When Generals Become Easy Targets

When Generals Become Easy Targets

Last week’s assassination of a former Chief of Defence Staff, Alex Badeh, months after retired Major General Idris Alkali was murdered in cold blood in Jos, Plateau State, is worrisome, writes Olawale Olaleye

The inevitability of death in human existence has never been a subject of debate. What has always been, however, is the circumstance of each death, whether it was natural or orchestrated. This is why the killings of two generals – Idris Alkali and Alex Badeh – by unidentified gunmen within months are a cause for concern. Indeed, everyone should be worried.

It is bad enough that the general state of security in the country has been awful and decrepit, somewhat. From the conventional to the unconventional security challenges, Nigeria has not ceased to combat men of the underworld, such that has put the nation’s security architecture under huge strain, both in terms of its manpower and armaments.

Whilst it would be insensate not to acknowledge the efforts of the security agencies in spite of the limitations they grapple with in confronting the tasks before them, it does now however change the fact that enough has actually not been done to tame the general insecurity in the land.
First, it was retired Major General Idris Alkali, whose remains were discovered in a well in Gwuchet village of Jos, Plateau State. He was believed to have run into a sectarian crisis in that part of town and the feuding miscreants visited their anger on him. That story has though not been confirmed. But they not only killed him; they disposed of his remains callously.

The Army, after weeks of thorough search, reported that the remains of Alkali were found in a sack laden with heavy stones in an abandoned well in Gwuchet village in Shen district of Jos South Local Government Area.
Guchwet village had since been abandoned by residents. The community is less than 10 kilometres from ‘No man’s land’ in Dura-Du, where the army eventually traced a shallow grave in which Alkali was buried but later exhumed. His vehicle with registration number Kwara MUN 670 AA had earlier been recovered from an old mining pond in Dura-Du on September 29.

Brig-Gen Mohammed, the Garrison Commander 3 Armoured Division, Maxwell Kobe Cantonment, Rukuba near Jos, said the location for the abandoned well was provided by one of the eight suspects declared wanted by the police, who submitted himself for interrogation.
“One of them, who is in police custody, brought us here directly. You cannot just see an abandoned well and see somebody inside; none of us has come here before but because we are working with intelligence, we were brought here and when we drained the water, we found the body,” he said.

Unfortunately, the dust raised by the gruesome killing of Alkali had not completely settled when the news of the killing of a former Chief of Defence Staff, Air Chief Marshal Alex Badeh, filtered in. Badeh was killed on Tuesday by unidentified gunmen along Abuja-Keffi road while reportedly returning from his farm.
An account by the Nasarawa Police Command stated that, “On December 18, 2018 at about 18:35hrs, the former Chief of Defence Staff (rtd) while returning from his farm located in Panda Development Area of Karu LGA was attacked by gunmen at Tudu-Uku along Gitata-Keffi road.

“He was in the company of his friend and driver when the unknown gunmen ambushed and opened fire on his moving vehicle. The former Chief of Defence Staff suffered gunshot injuries, which resulted to his death while his driver was injured and the said friend abducted.

* Data for analysis:
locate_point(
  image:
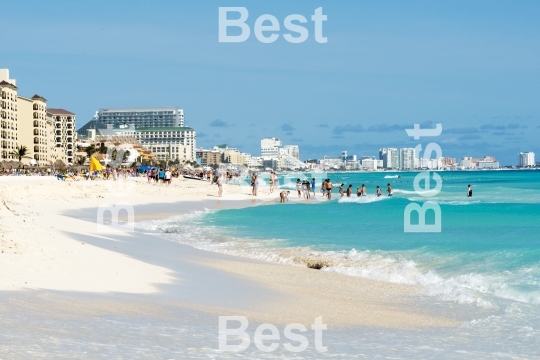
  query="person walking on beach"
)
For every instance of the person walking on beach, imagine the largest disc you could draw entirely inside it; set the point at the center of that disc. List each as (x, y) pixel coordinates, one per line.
(323, 187)
(329, 187)
(341, 190)
(299, 187)
(271, 182)
(167, 176)
(220, 186)
(305, 188)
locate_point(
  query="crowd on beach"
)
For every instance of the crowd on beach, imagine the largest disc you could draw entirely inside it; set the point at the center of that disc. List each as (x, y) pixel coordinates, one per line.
(306, 189)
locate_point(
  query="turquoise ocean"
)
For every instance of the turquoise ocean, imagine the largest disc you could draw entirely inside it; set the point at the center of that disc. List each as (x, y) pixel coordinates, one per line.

* About this exercise:
Answer these questions from the article on the two generals' killings:
1. Where were Idris Alkali's remains found?
2. From where, and on what date, was Alkali's vehicle recovered?
3. Who was with Alex Badeh when he was attacked, and what happened to each of them?

* Response area:
1. In a sack laden with heavy stones in an abandoned well in Gwuchet village, Shen district, Jos South Local Government Area.
2. From an old mining pond in Dura-Du, on September 29.
3. His friend and his driver; the driver was injured and the friend was abducted.